▶ _Recorded data_
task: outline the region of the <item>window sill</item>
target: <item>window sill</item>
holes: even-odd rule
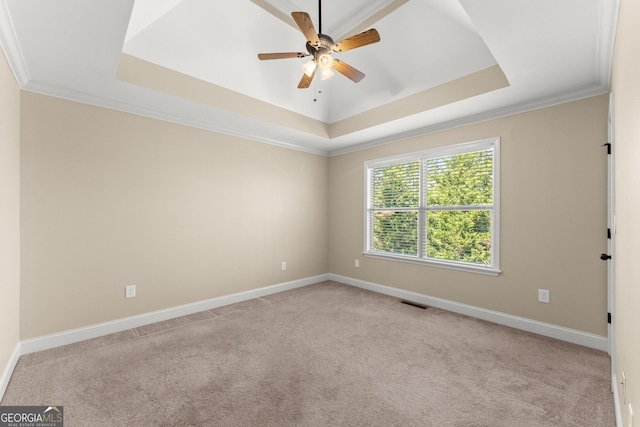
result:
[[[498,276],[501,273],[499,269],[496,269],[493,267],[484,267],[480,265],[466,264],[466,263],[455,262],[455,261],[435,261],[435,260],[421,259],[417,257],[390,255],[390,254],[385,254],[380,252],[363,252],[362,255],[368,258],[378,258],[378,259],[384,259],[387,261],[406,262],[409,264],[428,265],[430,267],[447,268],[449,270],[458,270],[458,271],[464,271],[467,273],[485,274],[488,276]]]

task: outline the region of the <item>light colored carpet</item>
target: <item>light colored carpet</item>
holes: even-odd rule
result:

---

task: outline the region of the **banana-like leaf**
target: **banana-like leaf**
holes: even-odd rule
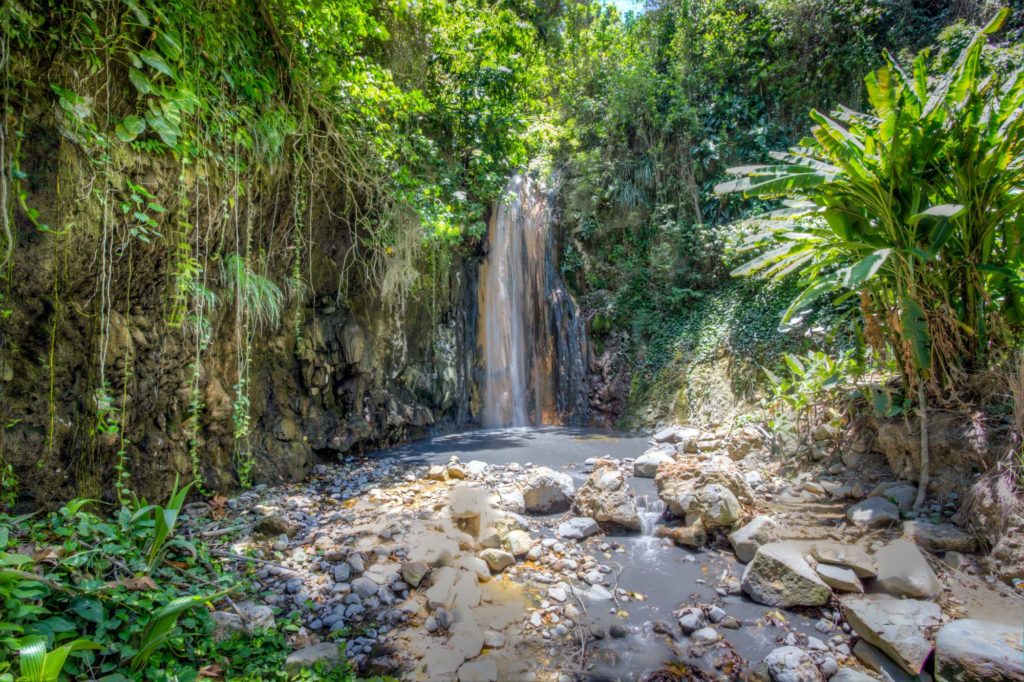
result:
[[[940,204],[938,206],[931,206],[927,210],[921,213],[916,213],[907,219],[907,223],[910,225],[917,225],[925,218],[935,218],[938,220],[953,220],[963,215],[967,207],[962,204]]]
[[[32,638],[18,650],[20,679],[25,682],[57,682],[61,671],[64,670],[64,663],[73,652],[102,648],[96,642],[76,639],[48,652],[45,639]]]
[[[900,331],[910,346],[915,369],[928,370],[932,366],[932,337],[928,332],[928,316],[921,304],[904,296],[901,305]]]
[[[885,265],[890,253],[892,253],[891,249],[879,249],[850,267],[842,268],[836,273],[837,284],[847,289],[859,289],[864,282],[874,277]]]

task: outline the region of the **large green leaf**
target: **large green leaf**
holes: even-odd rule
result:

---

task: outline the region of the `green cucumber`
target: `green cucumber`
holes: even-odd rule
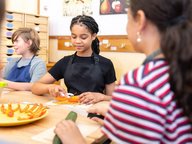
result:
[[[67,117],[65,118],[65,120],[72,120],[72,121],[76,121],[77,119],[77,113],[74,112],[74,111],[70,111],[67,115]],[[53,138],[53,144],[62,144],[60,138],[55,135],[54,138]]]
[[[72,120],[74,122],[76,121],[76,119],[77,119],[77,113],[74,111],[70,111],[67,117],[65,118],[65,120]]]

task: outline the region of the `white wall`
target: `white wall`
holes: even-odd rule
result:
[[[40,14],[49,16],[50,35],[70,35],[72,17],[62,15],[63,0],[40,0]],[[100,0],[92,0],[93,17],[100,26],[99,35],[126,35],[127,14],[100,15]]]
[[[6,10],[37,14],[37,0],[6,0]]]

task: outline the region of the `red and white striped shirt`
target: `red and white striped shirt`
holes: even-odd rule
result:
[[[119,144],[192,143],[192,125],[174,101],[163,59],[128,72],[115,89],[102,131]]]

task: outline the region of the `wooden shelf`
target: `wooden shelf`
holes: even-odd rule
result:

▶ _Problem requirements_
If a line in the material holds the string "target", count it, then state the number of such lines and nothing else.

▶ _Finished task_
8